-- Opening Marker --

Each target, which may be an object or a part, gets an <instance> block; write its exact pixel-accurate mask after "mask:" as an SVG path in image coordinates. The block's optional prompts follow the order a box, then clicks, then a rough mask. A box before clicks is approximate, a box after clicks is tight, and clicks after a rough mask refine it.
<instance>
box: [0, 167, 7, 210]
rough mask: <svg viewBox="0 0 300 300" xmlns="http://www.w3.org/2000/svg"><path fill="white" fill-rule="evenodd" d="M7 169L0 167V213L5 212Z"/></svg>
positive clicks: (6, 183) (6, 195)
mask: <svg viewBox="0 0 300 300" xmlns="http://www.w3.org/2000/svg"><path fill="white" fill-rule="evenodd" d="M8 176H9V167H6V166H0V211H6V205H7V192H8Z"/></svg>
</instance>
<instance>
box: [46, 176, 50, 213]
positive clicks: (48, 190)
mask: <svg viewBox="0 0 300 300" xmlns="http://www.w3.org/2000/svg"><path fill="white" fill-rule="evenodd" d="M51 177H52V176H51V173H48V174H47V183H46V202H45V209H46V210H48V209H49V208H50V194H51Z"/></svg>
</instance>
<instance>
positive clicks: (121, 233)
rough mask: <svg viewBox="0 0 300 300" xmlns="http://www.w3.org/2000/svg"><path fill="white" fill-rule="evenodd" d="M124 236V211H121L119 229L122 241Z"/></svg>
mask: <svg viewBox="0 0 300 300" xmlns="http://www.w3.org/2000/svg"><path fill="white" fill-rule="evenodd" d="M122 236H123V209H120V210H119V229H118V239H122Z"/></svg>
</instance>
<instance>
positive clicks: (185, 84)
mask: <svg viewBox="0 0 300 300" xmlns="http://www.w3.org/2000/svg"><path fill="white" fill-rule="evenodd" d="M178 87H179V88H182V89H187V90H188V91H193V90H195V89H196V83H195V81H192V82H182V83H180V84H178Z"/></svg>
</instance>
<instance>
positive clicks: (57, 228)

-- Closing Marker --
-- Opening Marker --

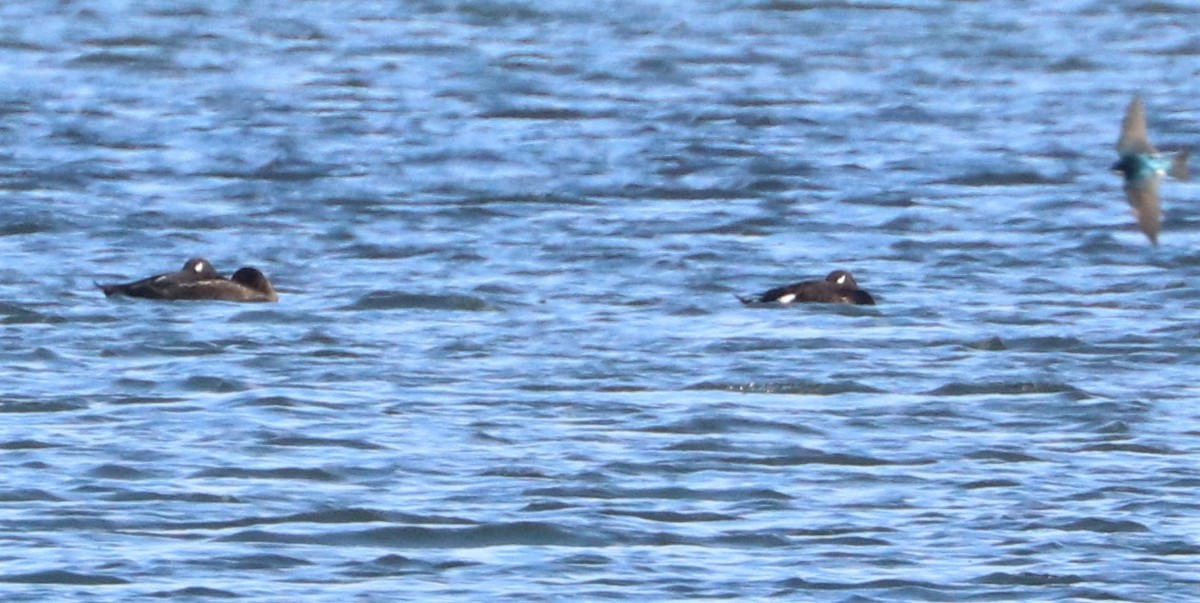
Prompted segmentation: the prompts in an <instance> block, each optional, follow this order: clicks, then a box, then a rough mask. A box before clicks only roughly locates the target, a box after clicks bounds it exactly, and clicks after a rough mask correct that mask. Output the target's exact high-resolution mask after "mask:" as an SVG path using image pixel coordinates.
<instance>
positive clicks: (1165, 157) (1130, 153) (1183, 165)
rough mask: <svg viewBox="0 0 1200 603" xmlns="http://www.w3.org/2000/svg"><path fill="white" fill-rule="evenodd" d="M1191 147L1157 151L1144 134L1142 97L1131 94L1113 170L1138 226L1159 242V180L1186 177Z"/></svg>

-- Closing Marker --

> What you will do: List every line in the entries above that contains the word "optional".

> Answer space:
Each target, which may be an object or a part, gets an <instance> block; write its exact pixel-accurate mask after "mask:" as an SVG path in image coordinates. The block's optional prompts follow the order a box, then clicks, then a rough mask. A box before clicks is approximate, a box after clicks is tight, and clicks after a rough mask refine it.
Prompted segmentation: the prompts in an <instance> block, each optional, follow this order: clicks, then a box, then a rough mask. A box before clicks only roughly locates the target, a box after clicks bounds it exactly, and clicks after a rough mask correct that mask. Output the target's exact high-resolution mask after "mask:" as an SVG path using image pixel coordinates.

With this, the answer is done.